SET TASK:
Give everything from the line containing "Target: white sock" down to the end of the entries as a Markdown table with the columns Row and Line, numbering each line and leaving out blank lines.

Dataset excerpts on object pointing
------

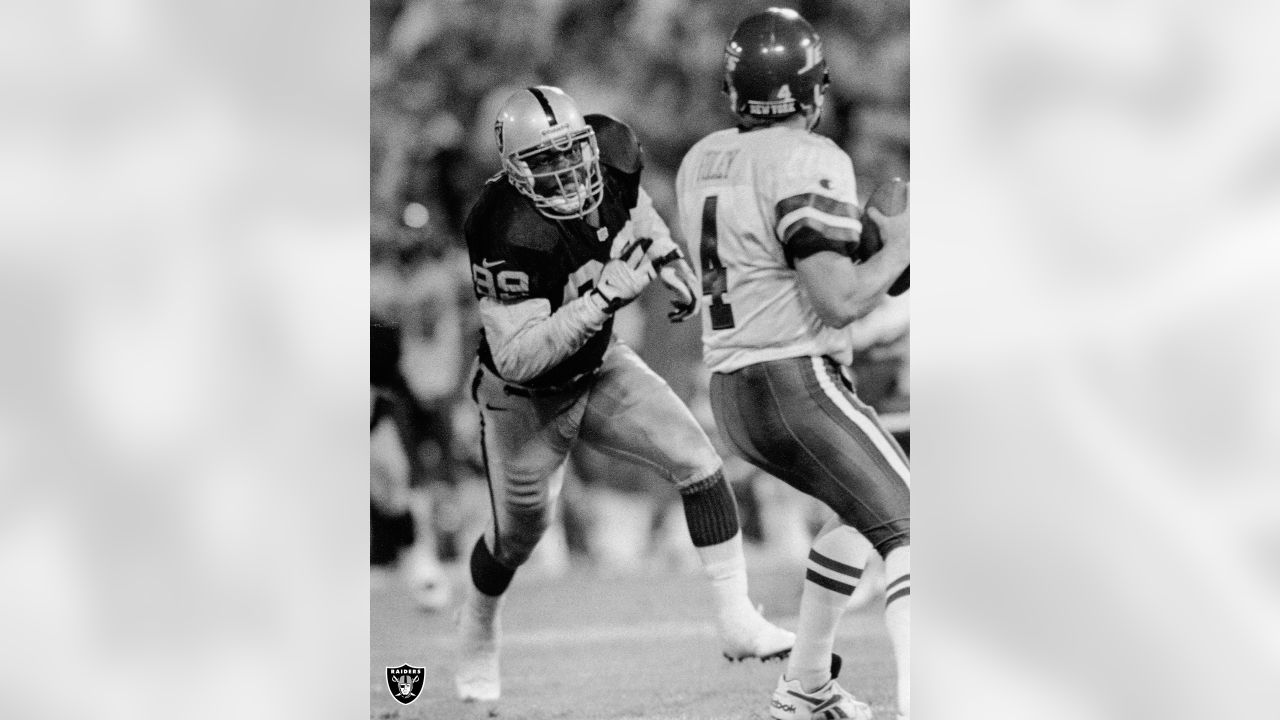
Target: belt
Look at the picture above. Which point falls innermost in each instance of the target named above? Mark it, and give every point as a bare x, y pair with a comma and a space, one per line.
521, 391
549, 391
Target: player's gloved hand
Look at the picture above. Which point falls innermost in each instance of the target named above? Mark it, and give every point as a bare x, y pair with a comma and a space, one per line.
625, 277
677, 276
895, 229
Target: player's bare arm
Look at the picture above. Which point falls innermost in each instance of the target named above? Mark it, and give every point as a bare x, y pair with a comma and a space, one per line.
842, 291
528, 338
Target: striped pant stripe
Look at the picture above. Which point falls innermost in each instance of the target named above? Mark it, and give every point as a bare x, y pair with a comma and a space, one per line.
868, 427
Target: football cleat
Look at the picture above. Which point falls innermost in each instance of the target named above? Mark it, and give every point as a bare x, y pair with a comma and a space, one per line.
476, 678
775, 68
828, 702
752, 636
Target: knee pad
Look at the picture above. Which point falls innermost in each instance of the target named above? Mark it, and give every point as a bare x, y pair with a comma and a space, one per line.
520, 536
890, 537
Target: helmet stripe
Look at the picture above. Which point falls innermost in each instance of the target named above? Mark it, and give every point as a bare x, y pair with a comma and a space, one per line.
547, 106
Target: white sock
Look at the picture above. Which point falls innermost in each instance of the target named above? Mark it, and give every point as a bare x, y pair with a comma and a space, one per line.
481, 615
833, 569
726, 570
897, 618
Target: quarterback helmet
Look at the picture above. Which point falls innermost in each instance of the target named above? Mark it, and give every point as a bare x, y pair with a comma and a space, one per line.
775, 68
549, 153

------

ANSWER FOR THIS EXERCISE:
| Row | Line |
|---|---|
| 1 | Target: white sock |
| 2 | Look at the picture above. Which point falls innermost in each instance of the target named above? Mark it, and give every point as a bare x, y pair with a comma and a space, one per line. |
| 3 | 481, 615 |
| 4 | 833, 569 |
| 5 | 726, 570 |
| 6 | 897, 618 |
| 7 | Target: quarterback helmet |
| 8 | Look at the picture above. Which point falls innermost in each instance of the target named above? Mark it, and give every point as a bare x, y pair with a comma and a space, one per line. |
| 9 | 775, 68 |
| 10 | 549, 153 |